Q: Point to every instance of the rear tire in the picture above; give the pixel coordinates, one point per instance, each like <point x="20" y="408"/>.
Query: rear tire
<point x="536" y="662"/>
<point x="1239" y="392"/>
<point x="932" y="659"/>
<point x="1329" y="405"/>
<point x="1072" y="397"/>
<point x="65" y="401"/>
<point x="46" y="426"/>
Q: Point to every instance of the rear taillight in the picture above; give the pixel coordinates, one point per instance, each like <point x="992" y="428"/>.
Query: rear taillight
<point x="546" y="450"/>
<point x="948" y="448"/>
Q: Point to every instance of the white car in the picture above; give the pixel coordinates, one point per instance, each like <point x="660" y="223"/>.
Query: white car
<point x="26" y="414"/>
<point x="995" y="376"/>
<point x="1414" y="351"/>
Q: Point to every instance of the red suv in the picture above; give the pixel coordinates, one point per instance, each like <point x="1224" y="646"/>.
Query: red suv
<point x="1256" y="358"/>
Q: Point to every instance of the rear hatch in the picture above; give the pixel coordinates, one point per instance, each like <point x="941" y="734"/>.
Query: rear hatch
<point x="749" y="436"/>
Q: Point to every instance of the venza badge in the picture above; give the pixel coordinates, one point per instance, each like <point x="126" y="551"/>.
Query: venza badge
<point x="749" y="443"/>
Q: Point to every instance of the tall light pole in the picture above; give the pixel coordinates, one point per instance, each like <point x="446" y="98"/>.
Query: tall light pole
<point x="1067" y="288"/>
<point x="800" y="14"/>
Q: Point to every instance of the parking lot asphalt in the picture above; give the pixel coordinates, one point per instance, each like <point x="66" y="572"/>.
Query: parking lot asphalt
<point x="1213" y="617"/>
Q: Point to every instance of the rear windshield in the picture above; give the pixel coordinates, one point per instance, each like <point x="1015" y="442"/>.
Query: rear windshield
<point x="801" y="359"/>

Task requirements:
Turn the material above into a numbered list, one line per item, leaving out any blank lines.

In response:
1. Q: Point to every instance of the rear tire in the picture above; give the pixel coordinates, one point per instance, each like <point x="20" y="408"/>.
2. Query: rear tire
3. <point x="536" y="662"/>
4. <point x="1239" y="392"/>
5. <point x="932" y="659"/>
6. <point x="1329" y="405"/>
7. <point x="1072" y="397"/>
8. <point x="65" y="401"/>
9. <point x="46" y="426"/>
10. Q: Point to every instance of the rear taillight in the picture above; give the pixel coordinates, one point per instance, each like <point x="992" y="428"/>.
11. Query: rear taillight
12. <point x="546" y="450"/>
13. <point x="948" y="448"/>
14. Q: Point to every instance of the white car in the picture above; give the pixel coordinates, one point per instance, each like <point x="660" y="223"/>.
15. Query: white car
16. <point x="26" y="414"/>
17. <point x="995" y="376"/>
18. <point x="1414" y="351"/>
19. Q: Point to every instance of the red suv in the picture above; give the pixel coordinates, one point per instance, each like <point x="1224" y="646"/>.
20. Query: red suv
21. <point x="1256" y="358"/>
22. Q: Point to every instance of the rear hatch in the picture above; give the pixel coordinates, one point per instance, each like <point x="941" y="734"/>.
23. Query: rear hatch
24. <point x="749" y="436"/>
25. Q: Point to every instance of the venza badge in the picture above; give the pixel coordinates, one point per instance, each like <point x="126" y="551"/>.
26. Query: venza badge
27. <point x="749" y="443"/>
28. Q: Point to every instance of the tall light pole in the picture above; give the pixel coordinates, one point per instance, each like <point x="446" y="98"/>.
29. Query: tall light pole
30. <point x="1067" y="288"/>
31. <point x="800" y="14"/>
32. Q: Point to every instance of the parking lot asphalt in the picture above; give the pixel coordinates, one point per instance, each like <point x="66" y="572"/>.
33. Query: parking lot asphalt
34. <point x="1213" y="617"/>
35. Q: Point to every instance of the rear windshield in the picture above; give the pixel coordinates, one point per instance, each like <point x="1015" y="442"/>.
36. Query: rear windshield
37. <point x="801" y="359"/>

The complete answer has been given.